**Jobs:**
#1 Print the passage of the mailing-list thread below from "On 3/13/2017 7:31" to "handy H2 testbed.".
#2 Answer these questions from the mailing-list thread below:
(a) What value would the -0 reservation equal if applied literally?
(b) For how long is the PROXY protocol data fixed?
(c) Why can't Daniel Ruggeri test the proposed patch himself?
#3 List the four things that the mailing-list thread below says happen differently when the request is manipulated.

**Text to read:**
On 3/13/2017 7:31 PM, William A Rowe Jr wrote:
> On Sat, Mar 11, 2017 at 1:33 PM, Daniel Ruggeri <drugg...@primary.net> wrote:
>> On 2/20/2017 10:58 AM, William A Rowe Jr wrote:
>>> On Sat, Feb 18, 2017 at 4:44 PM, Daniel Ruggeri <drugg...@primary.net> 
>>> wrote:
>>>> Hi, Bill;
>>>>    I've replied about the pre_connnection situation - hoping someone can
>>>> give the proposed patch a test as I don't have a handy H2 testbed.
>>> Yup! Will review that thread - it's the -1 half (as opposed to a general -0 
>>> half
>>> for a 'pause' request while I was trying to get to reviewing the
>>> original commit.)
>> No worries at all. Reviews are important.
>>
>> I am curious what you mean about -1 half vs -0 half, though. Is that
>> -1.5 vs -.5? :-)
> The entire -1 reservation was simply till a fix is in place... My -0 
> reservation
> (or 'half') was just a beg for time to review...  if you applied it
> literally it would
> be -0.5 :)
>
>>>> On the other comment, can you help me understand what redundant code is
>>>> happening per-request? When manipulating the request, there are only
>>>> four things happening differently:
>>>> 1. A check that we have data stored away from the connection filter
>>>> 2. A check that the connection data has a client IP
>>>> 3. The assignment of the data to the request_rec's structure and logging
>>>> at TRACE1
>>>> 4. If no data was found, a check to see if it was optional and a logging
>>>> statement/return according to that result
>>> AIUI; the directives are all configured per-Server, the PROXY protocol data
>>> is fixed for the lifespan of the Connection.  The PROXY protocol is
>>> significantly
>>> more binding that either x-f-f or even x-remoteip. I'm not even sure where 
>>> the
>>> 'optional' scheme originated; if present when not allowed, that's a probable
>>> abuse pattern, and when not present when honored, that too indicates some
>>> malfunction and traffic shouldn't proceed IMO. I don't know that the 
>>> optional
>>> list should be shipped, it's far too simple to create a completely insecure
>>> setup that won't raise eyebrows. The PROXY protocol reference spec states
>>> the connection (by origin or destination IP) follows the PROXY protocol, or
>>> it does not.

**Provided data:**
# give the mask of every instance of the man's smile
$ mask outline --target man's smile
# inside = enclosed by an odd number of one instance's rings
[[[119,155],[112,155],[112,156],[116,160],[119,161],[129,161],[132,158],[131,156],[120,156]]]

**Outputs by task:**
#1
On 3/13/2017 7:31 PM, William A Rowe Jr wrote:
> On Sat, Mar 11, 2017 at 1:33 PM, Daniel Ruggeri <drugg...@primary.net> wrote:
>> On 2/20/2017 10:58 AM, William A Rowe Jr wrote:
>>> On Sat, Feb 18, 2017 at 4:44 PM, Daniel Ruggeri <drugg...@primary.net> 
>>> wrote:
>>>> Hi, Bill;
>>>>    I've replied about the pre_connnection situation - hoping someone can
>>>> give the proposed patch a test as I don't have a handy H2 testbed.

#2
(a) -0.5
(b) For the lifespan of the Connection.
(c) He doesn't have a handy H2 testbed.

#3
1. A check that data is stored away from the connection filter
2. A check that the connection data has a client IP
3. The assignment of the data to the request_rec's structure and logging at TRACE1
4. If no data was found, a check of whether it was optional and a logging statement/return according to that result